| Text excerpt |

The Shameful Wall of Exclusion (Part II)

To read Part I of these articles, click here.


28 years ago today, President George H.W. Bush signed the Americans with Disabilities Act (ADA). Leading up to this anniversary, RCA Coordinator for Disability Concerns Terry DeYoung has shared resources and information that churches may find helpful as the RCA continues to work toward full ADA compliance and a church where everybody belongs. Please take some time to read and share the information below.

“Let the shameful wall of exclusion finally come tumbling down.”

—President George H.W. Bush
July 26, 1990 at the signing of the ADA

RCA friends,

The largest crowd ever to attend a White House signing gathered 28 years ago today, culminating decades of work by the disability rights community that was built on the foundations of the civil rights movement in the 1950s and ’60s.

The Americans with Disabilities Act, signed by President Bush on July 26, 1990, is sometimes referred to as the emancipation proclamation for people with disabilities.

| Entries provided |
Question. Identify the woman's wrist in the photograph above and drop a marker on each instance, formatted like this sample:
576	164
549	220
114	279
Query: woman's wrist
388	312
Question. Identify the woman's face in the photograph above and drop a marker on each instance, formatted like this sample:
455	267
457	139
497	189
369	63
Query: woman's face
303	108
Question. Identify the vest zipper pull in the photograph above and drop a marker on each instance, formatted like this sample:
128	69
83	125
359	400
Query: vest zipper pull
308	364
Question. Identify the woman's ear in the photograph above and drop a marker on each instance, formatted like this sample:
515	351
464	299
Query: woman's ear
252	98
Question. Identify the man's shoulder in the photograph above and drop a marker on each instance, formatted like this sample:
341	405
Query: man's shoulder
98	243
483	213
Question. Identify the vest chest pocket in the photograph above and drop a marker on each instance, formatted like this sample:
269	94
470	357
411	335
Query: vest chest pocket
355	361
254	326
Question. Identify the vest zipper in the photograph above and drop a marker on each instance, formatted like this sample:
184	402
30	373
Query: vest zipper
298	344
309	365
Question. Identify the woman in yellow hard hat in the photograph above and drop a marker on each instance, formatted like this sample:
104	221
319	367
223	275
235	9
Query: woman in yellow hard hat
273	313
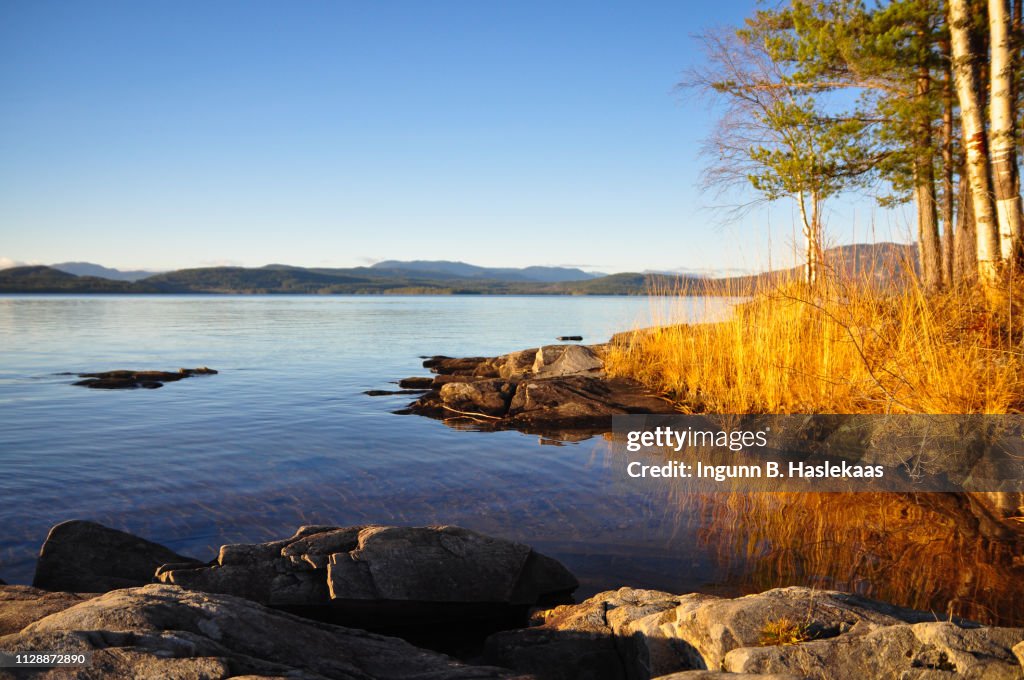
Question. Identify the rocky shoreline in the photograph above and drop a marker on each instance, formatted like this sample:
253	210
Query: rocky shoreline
285	608
554	389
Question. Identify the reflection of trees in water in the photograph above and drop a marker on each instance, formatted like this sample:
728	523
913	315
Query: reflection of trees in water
941	552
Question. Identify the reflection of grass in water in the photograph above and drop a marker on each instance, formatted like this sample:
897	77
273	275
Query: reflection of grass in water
929	551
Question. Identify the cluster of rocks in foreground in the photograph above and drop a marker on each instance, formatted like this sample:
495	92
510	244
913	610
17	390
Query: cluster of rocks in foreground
555	387
143	611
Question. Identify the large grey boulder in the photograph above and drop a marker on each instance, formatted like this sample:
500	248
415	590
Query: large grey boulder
611	636
20	605
937	649
328	565
557	360
635	634
159	632
86	557
713	627
483	396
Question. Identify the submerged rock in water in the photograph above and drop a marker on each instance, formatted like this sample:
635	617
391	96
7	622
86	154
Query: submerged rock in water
161	631
555	390
136	379
384	575
416	383
782	633
86	557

| Written tasks |
**A)** In the ADA anniversary text, what is the Americans with Disabilities Act sometimes called?
**B)** Reproduce the passage of the ADA anniversary text starting at "The largest crowd" and ending at "1950s and ’60s.".

| Results for the exercise |
**A)** The emancipation proclamation for people with disabilities.

**B)**
The largest crowd ever to attend a White House signing gathered 28 years ago today, culminating decades of work by the disability rights community that was built on the foundations of the civil rights movement in the 1950s and ’60s.